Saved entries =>
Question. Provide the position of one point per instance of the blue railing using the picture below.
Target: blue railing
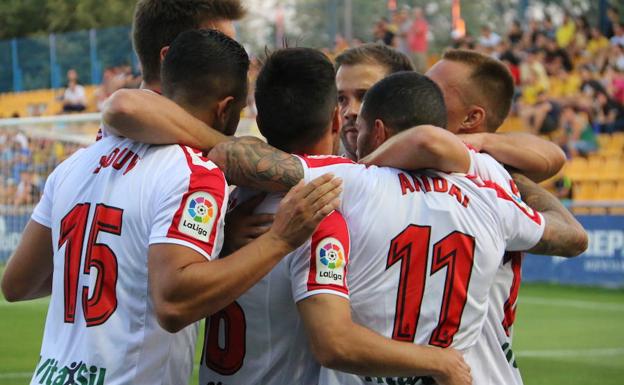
(42, 62)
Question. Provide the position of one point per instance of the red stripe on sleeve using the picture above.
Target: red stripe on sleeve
(314, 161)
(503, 194)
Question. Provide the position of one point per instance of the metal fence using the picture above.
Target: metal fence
(41, 62)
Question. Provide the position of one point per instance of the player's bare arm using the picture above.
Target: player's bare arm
(248, 161)
(28, 274)
(422, 147)
(563, 234)
(186, 288)
(531, 155)
(339, 343)
(147, 117)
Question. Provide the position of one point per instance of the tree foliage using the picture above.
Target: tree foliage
(19, 18)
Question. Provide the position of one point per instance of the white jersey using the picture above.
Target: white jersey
(260, 338)
(493, 361)
(105, 206)
(425, 249)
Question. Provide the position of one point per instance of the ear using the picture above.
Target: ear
(223, 110)
(380, 132)
(474, 121)
(163, 52)
(335, 127)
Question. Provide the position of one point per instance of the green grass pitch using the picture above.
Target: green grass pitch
(563, 336)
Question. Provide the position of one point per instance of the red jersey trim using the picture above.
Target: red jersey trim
(333, 227)
(503, 194)
(201, 179)
(509, 308)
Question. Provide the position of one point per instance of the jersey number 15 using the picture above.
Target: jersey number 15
(103, 301)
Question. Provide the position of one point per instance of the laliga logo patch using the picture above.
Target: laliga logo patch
(330, 262)
(198, 217)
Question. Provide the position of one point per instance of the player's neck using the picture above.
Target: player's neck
(323, 146)
(154, 86)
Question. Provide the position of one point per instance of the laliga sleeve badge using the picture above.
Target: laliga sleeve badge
(330, 262)
(199, 215)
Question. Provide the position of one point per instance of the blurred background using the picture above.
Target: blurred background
(61, 59)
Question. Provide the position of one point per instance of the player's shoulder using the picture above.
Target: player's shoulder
(184, 158)
(315, 161)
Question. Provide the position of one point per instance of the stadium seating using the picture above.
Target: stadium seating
(39, 102)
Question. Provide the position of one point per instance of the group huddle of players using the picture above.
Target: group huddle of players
(403, 268)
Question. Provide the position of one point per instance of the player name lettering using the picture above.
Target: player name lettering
(422, 183)
(118, 159)
(195, 227)
(77, 373)
(400, 380)
(331, 274)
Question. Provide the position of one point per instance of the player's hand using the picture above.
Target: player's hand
(242, 226)
(475, 140)
(456, 370)
(304, 207)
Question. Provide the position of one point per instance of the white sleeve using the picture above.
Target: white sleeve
(43, 211)
(523, 227)
(320, 265)
(190, 210)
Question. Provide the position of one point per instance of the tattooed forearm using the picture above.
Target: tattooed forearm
(250, 162)
(563, 235)
(536, 197)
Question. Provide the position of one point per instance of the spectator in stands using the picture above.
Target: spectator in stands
(382, 33)
(566, 32)
(613, 17)
(616, 86)
(578, 137)
(547, 28)
(8, 190)
(27, 193)
(543, 117)
(609, 114)
(598, 43)
(564, 86)
(590, 86)
(515, 34)
(488, 38)
(417, 40)
(618, 35)
(74, 97)
(533, 72)
(616, 57)
(403, 25)
(556, 57)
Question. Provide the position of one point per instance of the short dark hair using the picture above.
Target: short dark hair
(158, 22)
(404, 100)
(491, 79)
(205, 65)
(296, 96)
(373, 53)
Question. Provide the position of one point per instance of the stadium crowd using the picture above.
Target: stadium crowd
(569, 80)
(569, 75)
(26, 163)
(153, 196)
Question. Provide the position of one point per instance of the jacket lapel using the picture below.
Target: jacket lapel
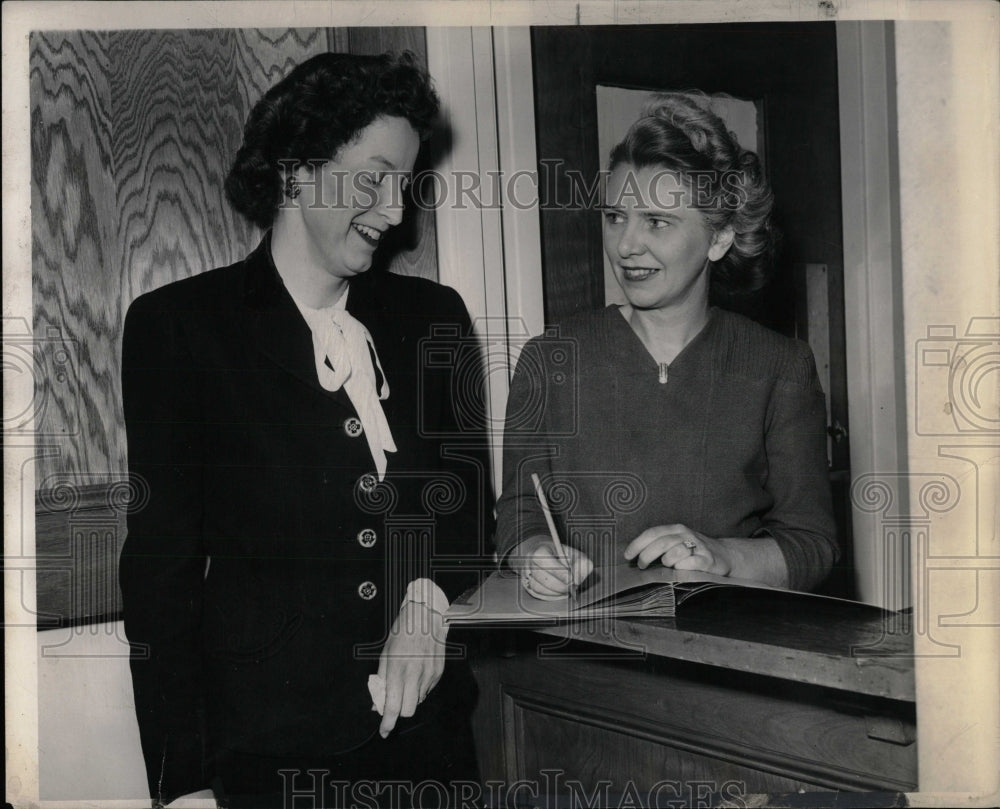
(275, 323)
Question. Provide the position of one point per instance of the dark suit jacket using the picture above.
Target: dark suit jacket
(261, 570)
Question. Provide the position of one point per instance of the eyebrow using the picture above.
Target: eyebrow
(656, 213)
(384, 161)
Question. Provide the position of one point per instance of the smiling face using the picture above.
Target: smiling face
(659, 245)
(349, 202)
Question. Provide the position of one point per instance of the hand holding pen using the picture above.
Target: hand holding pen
(549, 568)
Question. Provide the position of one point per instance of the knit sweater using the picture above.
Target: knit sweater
(732, 444)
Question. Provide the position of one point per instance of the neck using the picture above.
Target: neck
(305, 279)
(665, 332)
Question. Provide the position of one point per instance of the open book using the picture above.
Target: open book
(622, 590)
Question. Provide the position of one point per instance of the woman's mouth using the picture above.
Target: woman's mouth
(638, 273)
(370, 235)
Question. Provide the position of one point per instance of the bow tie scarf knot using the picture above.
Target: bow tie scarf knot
(344, 353)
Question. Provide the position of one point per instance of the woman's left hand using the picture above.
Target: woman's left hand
(412, 661)
(679, 547)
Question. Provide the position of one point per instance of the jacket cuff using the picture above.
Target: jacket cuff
(425, 591)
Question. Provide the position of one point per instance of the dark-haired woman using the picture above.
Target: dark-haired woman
(279, 586)
(671, 432)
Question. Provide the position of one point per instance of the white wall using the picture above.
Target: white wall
(88, 739)
(949, 115)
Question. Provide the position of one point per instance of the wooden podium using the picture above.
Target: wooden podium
(741, 694)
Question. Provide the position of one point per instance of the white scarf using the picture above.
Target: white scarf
(343, 350)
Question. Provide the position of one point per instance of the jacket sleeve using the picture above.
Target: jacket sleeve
(527, 449)
(801, 518)
(163, 560)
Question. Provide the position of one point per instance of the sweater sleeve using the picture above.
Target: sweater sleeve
(163, 560)
(526, 450)
(801, 519)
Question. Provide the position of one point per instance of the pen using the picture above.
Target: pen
(552, 530)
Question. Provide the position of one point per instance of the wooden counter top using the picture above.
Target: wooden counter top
(821, 642)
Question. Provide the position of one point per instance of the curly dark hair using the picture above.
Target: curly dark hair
(679, 132)
(315, 110)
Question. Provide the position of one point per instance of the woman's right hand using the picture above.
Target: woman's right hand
(543, 572)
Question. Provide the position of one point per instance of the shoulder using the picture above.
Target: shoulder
(747, 348)
(209, 291)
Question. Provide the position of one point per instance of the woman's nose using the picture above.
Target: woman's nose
(391, 205)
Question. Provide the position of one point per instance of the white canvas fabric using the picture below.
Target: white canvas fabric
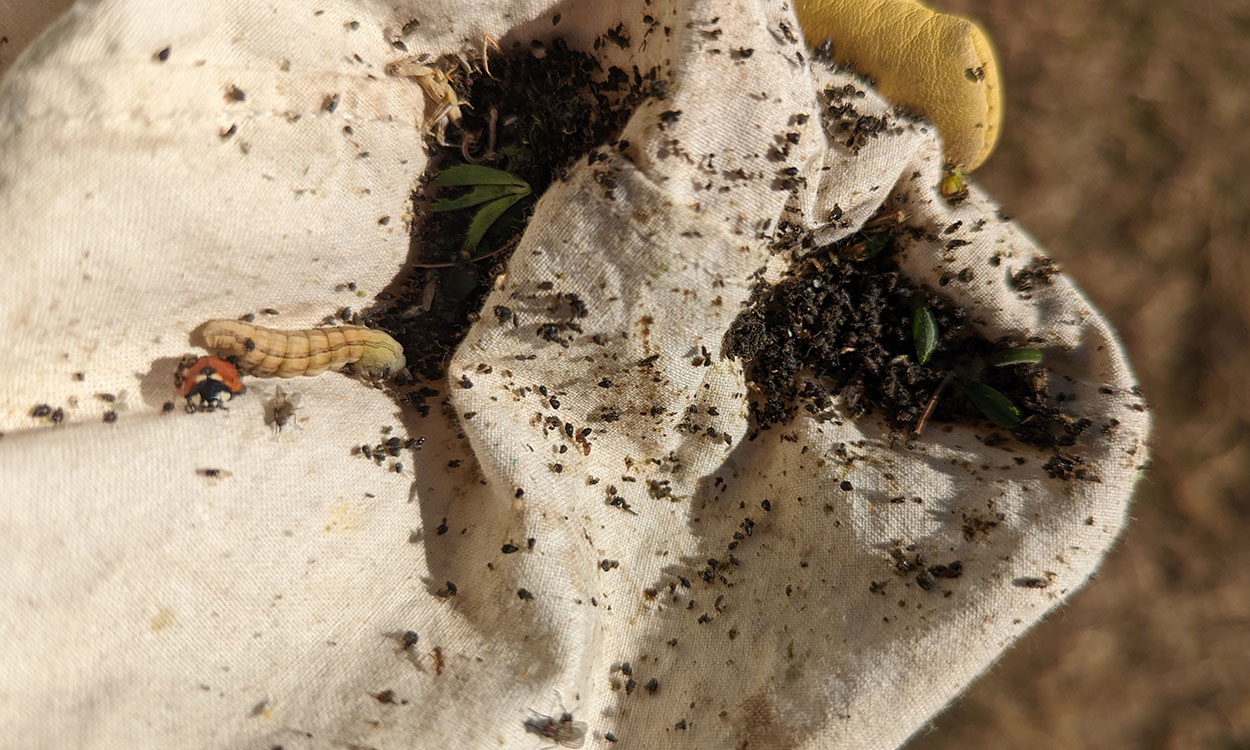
(148, 603)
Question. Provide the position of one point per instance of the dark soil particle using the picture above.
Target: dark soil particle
(534, 116)
(839, 325)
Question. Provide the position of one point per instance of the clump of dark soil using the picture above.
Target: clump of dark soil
(840, 325)
(540, 109)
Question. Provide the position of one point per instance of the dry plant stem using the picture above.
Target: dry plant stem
(929, 406)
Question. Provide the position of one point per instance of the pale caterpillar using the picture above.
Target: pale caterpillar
(286, 354)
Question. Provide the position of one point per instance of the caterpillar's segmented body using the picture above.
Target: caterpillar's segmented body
(286, 354)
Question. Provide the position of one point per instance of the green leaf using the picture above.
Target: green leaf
(1015, 356)
(991, 403)
(485, 218)
(480, 194)
(874, 244)
(924, 331)
(471, 174)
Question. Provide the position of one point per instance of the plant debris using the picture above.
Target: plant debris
(541, 109)
(844, 325)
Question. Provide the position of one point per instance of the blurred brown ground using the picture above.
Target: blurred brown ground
(1126, 153)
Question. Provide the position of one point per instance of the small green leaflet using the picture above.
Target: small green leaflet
(993, 404)
(485, 218)
(476, 196)
(470, 174)
(490, 190)
(1015, 356)
(924, 330)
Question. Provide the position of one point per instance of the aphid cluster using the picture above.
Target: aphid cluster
(280, 409)
(206, 383)
(270, 351)
(564, 730)
(388, 448)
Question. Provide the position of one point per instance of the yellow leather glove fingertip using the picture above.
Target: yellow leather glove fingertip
(936, 64)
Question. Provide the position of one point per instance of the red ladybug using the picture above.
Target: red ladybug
(208, 383)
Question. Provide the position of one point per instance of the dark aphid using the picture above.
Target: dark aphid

About this task => For the entries above, please state how many lines contain the string "below"; give the number and nothing else.

Output for this exercise => 3